***** DOCUMENT SECTION *****

Sunday, July 28, 2013

10 key characteristics that make IT projects succeed.

I have been involved, over the years, in a large number of successful and a number of unsuccessful IT projects.  As I have been helping other companies with projects, I can usually tell ahead of time, when a project will be successful or when it will be left wanting. 

What basic characteristics do successful IT projects have?  Why are they successful?
I have put together my list of the 10 characteristics that make IT projects successful.  
  1. The project has a succinct definition
    • This is a key ingredient.  If you cannot describe what the project is, it will be hard to measure its success. 
  2. The project has a limited scope.  
    • Projects that try to fix or change too many things at a time often fail.  If there is a need to change multiple technologies in an organization, then it is better to have multiple projects that do not go live at the same time.
  3. The project has buy in from upper management and the affected business units.  
    • This is key, no one likes to be surprised with change.
  4. Communication.  
    • The project has mechanisms in it to keep key people in the know, and also keeps the end user abreast of implementation time frames.
  5. The project has a backup plan with a tested recovery process.
    • A tested backup plan and recovery process is needed to get your production data into test (most of the time)This is also key to any back-out plan and it should be part of the organization as a whole. 
  6. The project is tested in a non-production environment when applicable.  
    • This is another key component. Never take a vendors word that nothing adverse will happen in your environment, every environment is unique. 
  7. The project has a change management process 
    • Change managment is needed to put the project into production methodically.  There should be no surprises, and no thinking needed when doing the actual work.  
    • The only time critical thinking will be needed is if something unexpected happens during the change process.  
  8. The project has a set, well defined, back-out plan.
    •  Sometimes with even the best testing in a great test environment, things outside of the projects control happen and necessitate backing out the changes.  
    • Think power outage, new virus/trojan, etc.
    • Make sure that there is sufficient time to restore data, if needed, before your maintenance window expires. 
  9. The project offers a realistic time-frame to be accomplished.
    • I have seen many small projects be under estimated.  This can cause unexpected issues with users, cause all night installations.  I like to use a real test scenario time frame, then add an extra 20 percent overhead to account for unknowns.  
  10. End users have training on the project. 
    • Before the project is rolled into production there needs to be a thought-out training plan. Is the project small enough so that an emailed document suffices for the training?  
    • Is the project massive in scope for a certain department?  Then make sure that key individuals have had hands on training from IT or the product manufacturer. 
    • Training is often overlooked, but performing it keeps your end users happy, and it keeps the help desk from getting inundated with support calls the day after the project has finished.

***** SUPPLIED DATA *****

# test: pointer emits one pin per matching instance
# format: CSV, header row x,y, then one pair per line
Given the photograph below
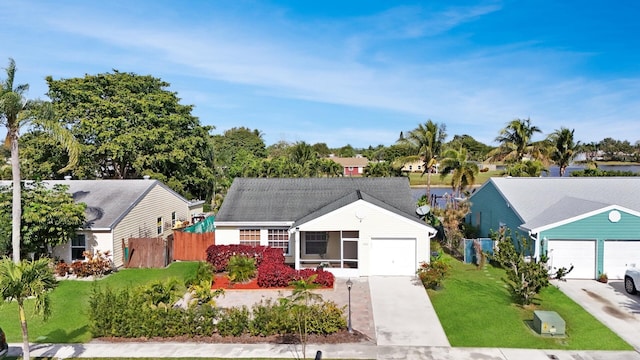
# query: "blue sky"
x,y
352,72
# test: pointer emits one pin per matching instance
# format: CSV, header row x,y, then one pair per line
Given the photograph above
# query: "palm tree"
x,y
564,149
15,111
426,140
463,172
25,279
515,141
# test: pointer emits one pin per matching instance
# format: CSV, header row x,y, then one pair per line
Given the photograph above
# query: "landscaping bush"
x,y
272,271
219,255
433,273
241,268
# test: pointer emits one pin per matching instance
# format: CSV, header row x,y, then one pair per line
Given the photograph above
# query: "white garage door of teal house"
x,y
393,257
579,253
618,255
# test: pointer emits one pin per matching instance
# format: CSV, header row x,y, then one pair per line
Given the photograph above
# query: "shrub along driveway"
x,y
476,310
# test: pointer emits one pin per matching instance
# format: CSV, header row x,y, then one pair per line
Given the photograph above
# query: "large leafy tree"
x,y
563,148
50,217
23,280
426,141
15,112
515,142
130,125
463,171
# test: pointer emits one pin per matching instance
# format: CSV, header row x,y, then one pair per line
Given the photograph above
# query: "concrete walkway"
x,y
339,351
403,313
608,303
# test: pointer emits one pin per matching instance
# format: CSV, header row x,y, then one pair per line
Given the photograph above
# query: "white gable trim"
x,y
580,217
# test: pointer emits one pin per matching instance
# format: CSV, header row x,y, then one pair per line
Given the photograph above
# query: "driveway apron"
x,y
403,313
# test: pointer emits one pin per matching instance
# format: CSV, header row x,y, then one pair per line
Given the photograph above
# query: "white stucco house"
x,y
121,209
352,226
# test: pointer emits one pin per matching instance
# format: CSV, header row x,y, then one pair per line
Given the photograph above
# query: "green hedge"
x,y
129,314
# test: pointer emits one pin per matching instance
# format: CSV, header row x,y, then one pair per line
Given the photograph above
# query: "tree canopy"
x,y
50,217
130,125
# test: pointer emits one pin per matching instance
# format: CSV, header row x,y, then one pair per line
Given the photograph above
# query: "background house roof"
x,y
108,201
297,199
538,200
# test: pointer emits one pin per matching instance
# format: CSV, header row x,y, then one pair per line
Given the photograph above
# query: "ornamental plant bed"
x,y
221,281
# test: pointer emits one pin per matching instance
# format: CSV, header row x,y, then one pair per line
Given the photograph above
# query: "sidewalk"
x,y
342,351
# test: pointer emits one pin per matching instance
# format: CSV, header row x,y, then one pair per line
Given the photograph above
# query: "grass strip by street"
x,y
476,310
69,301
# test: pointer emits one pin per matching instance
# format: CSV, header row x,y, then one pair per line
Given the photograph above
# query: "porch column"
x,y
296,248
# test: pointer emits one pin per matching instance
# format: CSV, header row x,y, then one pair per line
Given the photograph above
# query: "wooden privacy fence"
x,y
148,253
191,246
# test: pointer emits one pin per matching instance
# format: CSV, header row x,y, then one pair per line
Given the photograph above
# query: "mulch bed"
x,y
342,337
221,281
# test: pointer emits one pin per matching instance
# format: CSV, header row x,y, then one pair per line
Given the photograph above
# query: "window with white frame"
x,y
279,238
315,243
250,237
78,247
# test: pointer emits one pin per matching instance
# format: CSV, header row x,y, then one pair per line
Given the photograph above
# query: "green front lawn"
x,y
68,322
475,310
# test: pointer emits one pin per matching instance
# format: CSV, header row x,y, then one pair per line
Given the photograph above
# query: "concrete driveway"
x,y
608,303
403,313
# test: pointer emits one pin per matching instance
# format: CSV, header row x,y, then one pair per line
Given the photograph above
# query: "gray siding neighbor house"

*****
***** SUPPLIED DATA *****

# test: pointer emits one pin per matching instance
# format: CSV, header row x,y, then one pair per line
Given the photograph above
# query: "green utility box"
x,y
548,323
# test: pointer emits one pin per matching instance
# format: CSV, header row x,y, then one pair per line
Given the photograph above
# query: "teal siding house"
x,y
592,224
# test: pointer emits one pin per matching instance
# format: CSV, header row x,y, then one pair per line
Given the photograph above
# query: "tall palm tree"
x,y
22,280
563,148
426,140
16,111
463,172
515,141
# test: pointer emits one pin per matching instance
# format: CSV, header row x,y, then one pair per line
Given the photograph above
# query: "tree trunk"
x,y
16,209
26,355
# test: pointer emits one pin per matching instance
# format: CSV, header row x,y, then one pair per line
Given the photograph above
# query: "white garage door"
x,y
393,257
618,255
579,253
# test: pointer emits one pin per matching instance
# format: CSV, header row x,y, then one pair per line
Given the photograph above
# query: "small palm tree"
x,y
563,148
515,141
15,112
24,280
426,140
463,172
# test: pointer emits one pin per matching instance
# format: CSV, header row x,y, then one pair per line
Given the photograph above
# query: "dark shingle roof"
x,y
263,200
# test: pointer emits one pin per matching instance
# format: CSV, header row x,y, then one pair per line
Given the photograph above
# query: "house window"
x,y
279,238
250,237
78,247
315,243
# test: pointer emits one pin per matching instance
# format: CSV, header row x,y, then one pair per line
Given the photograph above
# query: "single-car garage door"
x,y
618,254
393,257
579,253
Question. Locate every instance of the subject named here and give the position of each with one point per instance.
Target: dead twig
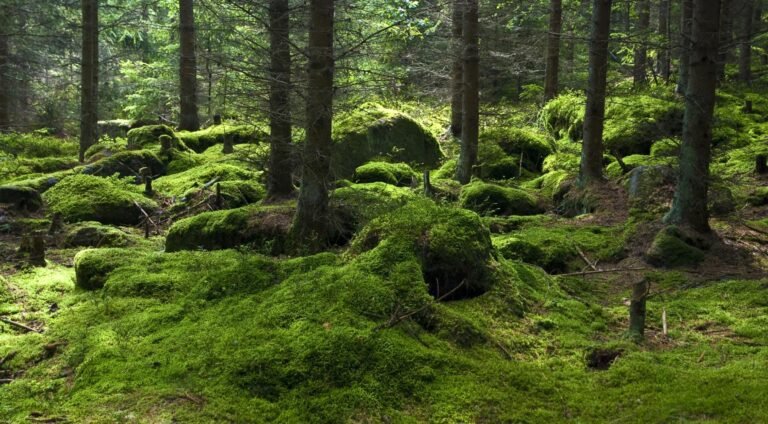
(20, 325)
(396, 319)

*****

**REQUIREMENT A**. Write out every question that the post on what makes IT projects succeed asks, word for word.
**REQUIREMENT B**. From the post on what makes IT projects succeed, extract the passage starting with "7. The project" and going on through "the change process.", copied word for word.

**WORKED SOLUTION A**.
- What basic characteristics do successful IT projects have?
- Why are they successful?
- Is the project small enough so that an emailed document suffices for the training?
- Is the project massive in scope for a certain department?

**WORKED SOLUTION B**.
7. The project has a change management process 
    • Change managment is needed to put the project into production methodically.  There should be no surprises, and no thinking needed when doing the actual work.  
    • The only time critical thinking will be needed is if something unexpected happens during the change process.